Texto analizado =>
○ ○ ○
Ignacio Camacho-ABC
- Los continuos choques del sanchismo con la ley son síntomas de un problema endémico de respeto al ordenamiento
El Tribunal Supremo se llama así porque es el que tiene la última palabra, que sólo en el Constitucional o en la Corte de Estrasburgo, y sólo en determinados supuestos, puede ser corregida o revisada. Donde desde luego no resulta posible interpretar sus sentencias es en el Parlamento, escenario de un insólito conflicto de poderes al dilatar la ejecución de la condena de uno de sus miembros. El fondo de esta extralimitación de funciones es el empeño de Podemos en subordinar el criterio de los jueces al del Congreso bajo el primario argumento de que la Cámara representa la soberanía directa del pueblo. Es decir, la impugnación de las bases elementales del Estado de derecho más allá de la burla al imperativo ético que dicta que un diputado condenado en firme debe abandonar de inmediato su puesto. Y aunque al final la presidenta Batet haya resuelto el caso de la forma correcta -el precedente de Carme Forcadell constituía una seria advertencia-, la postura inicial del PSOE constituye el síntoma de una patética sumisión a su socio antisistema.
○ ○ ○
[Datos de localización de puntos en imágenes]
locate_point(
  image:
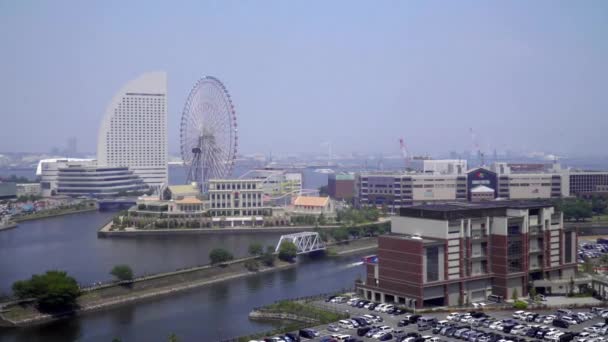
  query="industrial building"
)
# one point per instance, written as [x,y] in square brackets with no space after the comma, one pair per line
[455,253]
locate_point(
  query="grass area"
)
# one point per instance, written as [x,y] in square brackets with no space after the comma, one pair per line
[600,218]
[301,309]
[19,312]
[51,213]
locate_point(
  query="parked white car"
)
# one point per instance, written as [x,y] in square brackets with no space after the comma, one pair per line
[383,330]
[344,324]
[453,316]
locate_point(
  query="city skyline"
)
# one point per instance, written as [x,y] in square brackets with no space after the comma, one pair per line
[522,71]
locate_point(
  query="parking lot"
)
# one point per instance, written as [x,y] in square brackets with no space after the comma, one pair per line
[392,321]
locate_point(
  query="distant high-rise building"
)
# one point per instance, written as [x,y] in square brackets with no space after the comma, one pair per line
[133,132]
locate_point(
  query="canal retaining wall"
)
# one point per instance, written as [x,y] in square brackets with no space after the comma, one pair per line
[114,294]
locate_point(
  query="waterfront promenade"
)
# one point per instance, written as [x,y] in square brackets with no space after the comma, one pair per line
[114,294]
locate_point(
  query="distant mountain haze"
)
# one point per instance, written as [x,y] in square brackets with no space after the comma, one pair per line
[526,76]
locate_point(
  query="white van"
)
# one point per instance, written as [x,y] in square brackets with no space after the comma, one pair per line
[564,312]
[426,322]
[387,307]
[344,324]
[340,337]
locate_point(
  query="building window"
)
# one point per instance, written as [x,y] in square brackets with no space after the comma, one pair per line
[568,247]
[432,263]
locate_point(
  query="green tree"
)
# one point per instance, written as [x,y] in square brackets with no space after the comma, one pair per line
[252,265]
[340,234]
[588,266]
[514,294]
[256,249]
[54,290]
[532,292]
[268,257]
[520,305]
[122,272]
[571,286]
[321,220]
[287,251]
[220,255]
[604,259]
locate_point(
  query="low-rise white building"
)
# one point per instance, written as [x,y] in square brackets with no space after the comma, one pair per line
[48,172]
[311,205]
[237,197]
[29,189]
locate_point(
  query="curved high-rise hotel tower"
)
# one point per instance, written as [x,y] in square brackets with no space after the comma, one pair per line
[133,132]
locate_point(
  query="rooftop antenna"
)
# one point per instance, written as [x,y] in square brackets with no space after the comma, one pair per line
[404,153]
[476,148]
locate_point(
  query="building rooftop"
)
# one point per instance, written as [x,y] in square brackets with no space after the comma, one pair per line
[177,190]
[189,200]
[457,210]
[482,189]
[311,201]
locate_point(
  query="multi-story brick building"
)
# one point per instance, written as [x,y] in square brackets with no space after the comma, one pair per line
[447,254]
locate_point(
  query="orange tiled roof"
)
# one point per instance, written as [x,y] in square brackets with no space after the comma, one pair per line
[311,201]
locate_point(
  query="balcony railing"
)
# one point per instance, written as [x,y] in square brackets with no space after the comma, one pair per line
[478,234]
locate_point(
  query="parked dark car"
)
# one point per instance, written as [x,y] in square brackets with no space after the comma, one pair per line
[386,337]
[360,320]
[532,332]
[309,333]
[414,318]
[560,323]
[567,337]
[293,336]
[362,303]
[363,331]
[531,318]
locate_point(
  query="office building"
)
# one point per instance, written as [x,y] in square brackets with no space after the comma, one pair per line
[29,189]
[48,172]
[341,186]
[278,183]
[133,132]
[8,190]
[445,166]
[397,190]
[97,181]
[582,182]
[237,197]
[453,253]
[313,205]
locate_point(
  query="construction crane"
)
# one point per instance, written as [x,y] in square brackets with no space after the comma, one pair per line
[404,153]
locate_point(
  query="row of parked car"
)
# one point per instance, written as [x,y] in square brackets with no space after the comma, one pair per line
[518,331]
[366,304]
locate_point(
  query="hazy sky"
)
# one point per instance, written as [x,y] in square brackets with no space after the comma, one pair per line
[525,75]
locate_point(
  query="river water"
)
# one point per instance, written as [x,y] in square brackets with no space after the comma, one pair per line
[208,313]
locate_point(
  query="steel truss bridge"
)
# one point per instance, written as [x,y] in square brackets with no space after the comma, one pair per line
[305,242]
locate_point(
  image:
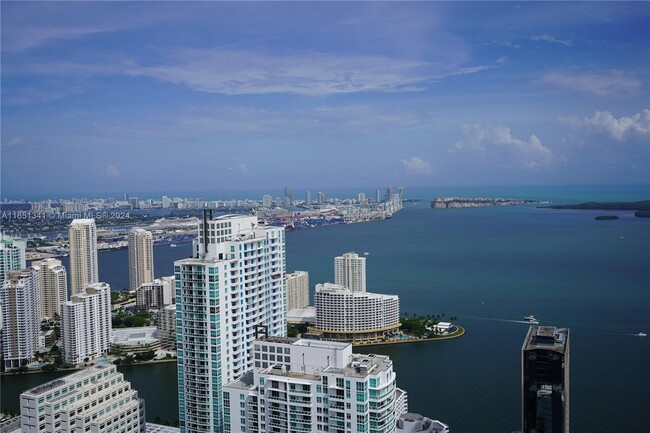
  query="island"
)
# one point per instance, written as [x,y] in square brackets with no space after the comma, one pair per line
○ ○ ○
Tareas a realizar =>
1. En el texto sobre el Tribunal Supremo y el Parlamento, ¿qué precedente constituía una seria advertencia para la presidenta Batet?
2. Continúa el texto sobre el Tribunal Supremo y el Parlamento a partir de su última oración.

Resultados del ejercicio =>
1. El precedente de Carme Forcadell.

2.
La fórmula protocolaria del veredicto -«debemos condenar y condenamos»- deja escaso margen a la duda sobre la obligación de aplicarlo sin casuismos enrevesados. Tampoco el hecho probado en el juicio, la agresión a un guardia, parece compatible con la ejemplaridad requerida a un parlamentario. Lo que Podemos ha planteado es un desafío de simple y llana desobediencia a la Justicia, a cuyos administradores viene acusando de actuar como una fuerza conspirativa que trata de sabotear su acción política. En la misma línea de rebeldía, la formación populista ha recolocado a otros militantes convictos o imputados como asesores de una ministra. No hay puntada sin hilo: todos esos movimientos forman parte de una ofensiva contra la autonomía del poder judicial, el dique de defensa de las garantías ciudadanas ante la deriva anómica de la izquierda autoritaria. El debate jurídico sobre la pena accesoria -inhabilitación- de Alberto Rodríguez es una coartada; de lo que se trata es de intimidar a los magistrados, de plantarles cara en nombre de una autoatribuida superioridad democrática.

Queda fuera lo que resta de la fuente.